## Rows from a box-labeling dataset
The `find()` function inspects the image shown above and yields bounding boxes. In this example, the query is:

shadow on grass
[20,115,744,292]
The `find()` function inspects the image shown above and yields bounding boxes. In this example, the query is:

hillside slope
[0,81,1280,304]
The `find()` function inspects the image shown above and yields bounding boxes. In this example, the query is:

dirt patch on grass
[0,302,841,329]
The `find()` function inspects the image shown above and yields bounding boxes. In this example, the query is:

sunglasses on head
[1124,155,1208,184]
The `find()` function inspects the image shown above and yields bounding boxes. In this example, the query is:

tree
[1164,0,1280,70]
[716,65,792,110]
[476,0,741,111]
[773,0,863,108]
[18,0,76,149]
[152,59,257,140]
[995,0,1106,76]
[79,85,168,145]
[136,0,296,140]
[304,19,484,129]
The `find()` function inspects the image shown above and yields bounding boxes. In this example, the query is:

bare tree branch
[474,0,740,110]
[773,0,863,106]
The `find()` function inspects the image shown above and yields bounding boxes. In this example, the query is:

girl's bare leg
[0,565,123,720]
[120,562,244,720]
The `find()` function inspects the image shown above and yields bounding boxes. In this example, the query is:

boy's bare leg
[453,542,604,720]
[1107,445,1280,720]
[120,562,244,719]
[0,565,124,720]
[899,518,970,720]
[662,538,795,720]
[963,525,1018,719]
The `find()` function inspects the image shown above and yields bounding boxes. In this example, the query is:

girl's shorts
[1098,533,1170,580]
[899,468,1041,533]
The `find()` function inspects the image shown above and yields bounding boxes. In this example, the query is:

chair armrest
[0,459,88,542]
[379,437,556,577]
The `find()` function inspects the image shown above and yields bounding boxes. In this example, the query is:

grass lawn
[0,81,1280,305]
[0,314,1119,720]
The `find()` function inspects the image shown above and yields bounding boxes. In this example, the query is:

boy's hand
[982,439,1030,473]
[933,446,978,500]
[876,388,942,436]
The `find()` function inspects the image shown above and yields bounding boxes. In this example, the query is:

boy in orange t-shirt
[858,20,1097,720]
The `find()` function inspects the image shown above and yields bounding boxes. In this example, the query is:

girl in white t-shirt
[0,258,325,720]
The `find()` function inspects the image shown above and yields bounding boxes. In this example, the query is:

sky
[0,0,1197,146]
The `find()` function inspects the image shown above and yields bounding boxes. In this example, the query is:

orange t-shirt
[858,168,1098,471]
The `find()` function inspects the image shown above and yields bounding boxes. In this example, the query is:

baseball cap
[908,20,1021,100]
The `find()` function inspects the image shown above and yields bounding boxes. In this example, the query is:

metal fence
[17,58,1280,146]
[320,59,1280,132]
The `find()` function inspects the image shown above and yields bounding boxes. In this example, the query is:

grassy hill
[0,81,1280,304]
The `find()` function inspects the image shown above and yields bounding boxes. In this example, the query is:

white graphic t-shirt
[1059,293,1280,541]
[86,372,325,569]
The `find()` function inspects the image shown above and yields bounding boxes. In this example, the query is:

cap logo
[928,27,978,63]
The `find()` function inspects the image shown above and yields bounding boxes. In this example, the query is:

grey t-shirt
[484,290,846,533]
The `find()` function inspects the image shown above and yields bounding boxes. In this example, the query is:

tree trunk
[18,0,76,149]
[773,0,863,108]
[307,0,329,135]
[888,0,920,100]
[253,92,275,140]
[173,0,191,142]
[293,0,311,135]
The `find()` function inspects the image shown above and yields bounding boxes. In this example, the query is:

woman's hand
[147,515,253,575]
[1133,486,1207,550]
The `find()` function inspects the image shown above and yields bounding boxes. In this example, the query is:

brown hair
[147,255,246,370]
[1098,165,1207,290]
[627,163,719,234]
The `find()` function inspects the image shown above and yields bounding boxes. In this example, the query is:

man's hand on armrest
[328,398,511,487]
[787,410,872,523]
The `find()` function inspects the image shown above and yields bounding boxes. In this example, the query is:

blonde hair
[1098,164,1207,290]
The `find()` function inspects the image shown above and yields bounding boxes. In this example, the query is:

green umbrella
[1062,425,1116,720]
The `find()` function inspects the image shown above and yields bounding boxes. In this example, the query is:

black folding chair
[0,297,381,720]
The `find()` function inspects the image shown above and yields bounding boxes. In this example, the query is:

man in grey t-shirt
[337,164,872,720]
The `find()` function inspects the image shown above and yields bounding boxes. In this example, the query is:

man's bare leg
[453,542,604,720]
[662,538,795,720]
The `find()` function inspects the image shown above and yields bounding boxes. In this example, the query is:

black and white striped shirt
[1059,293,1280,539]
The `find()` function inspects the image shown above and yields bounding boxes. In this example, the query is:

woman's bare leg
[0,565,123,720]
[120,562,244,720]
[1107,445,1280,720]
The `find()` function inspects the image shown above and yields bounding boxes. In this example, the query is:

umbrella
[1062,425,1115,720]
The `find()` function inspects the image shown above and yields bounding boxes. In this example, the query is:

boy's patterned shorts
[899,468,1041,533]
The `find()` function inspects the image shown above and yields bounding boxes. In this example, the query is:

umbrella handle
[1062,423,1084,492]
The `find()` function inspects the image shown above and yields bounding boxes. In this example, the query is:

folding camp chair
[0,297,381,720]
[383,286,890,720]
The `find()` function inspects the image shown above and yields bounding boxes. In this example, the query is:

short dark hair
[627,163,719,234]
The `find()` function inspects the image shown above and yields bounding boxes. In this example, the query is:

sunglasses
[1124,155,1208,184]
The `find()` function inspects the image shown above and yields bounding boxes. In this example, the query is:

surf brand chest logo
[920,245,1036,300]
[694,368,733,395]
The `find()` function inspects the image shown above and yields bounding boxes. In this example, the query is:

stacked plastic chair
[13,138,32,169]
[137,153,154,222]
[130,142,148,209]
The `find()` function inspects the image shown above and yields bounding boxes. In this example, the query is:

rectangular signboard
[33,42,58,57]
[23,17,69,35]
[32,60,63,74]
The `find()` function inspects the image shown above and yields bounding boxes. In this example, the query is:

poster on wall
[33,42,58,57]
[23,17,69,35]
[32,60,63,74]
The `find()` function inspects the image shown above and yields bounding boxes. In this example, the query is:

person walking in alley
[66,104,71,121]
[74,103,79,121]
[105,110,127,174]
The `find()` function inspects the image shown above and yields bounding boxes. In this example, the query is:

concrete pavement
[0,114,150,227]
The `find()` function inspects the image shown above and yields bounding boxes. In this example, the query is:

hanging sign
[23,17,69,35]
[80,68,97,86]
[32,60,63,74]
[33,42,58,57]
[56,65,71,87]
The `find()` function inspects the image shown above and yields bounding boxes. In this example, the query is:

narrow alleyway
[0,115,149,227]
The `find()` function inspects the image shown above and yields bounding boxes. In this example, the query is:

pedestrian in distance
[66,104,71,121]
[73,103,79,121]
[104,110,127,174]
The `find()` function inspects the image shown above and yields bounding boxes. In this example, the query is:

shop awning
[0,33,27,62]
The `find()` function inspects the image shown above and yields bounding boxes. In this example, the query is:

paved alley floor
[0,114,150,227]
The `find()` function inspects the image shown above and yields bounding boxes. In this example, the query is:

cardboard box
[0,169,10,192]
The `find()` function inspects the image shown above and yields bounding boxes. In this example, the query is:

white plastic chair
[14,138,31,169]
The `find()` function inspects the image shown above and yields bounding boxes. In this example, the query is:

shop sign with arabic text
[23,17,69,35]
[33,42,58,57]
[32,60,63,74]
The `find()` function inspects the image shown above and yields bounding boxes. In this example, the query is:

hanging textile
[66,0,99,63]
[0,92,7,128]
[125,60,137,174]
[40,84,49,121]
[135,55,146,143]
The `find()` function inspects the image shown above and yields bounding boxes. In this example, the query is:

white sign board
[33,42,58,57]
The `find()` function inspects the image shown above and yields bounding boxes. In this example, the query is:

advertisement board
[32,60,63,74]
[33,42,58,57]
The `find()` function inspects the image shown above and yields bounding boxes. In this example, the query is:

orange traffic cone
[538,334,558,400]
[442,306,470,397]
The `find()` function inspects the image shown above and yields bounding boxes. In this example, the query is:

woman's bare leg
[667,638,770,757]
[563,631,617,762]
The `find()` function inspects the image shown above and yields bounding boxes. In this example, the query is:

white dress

## Problem to work on
Pick out each line of the records above that contains the string "umbrella" and copy it in full. The match is case-sensitive.

## Exercise output
green umbrella
umbrella
umbrella handle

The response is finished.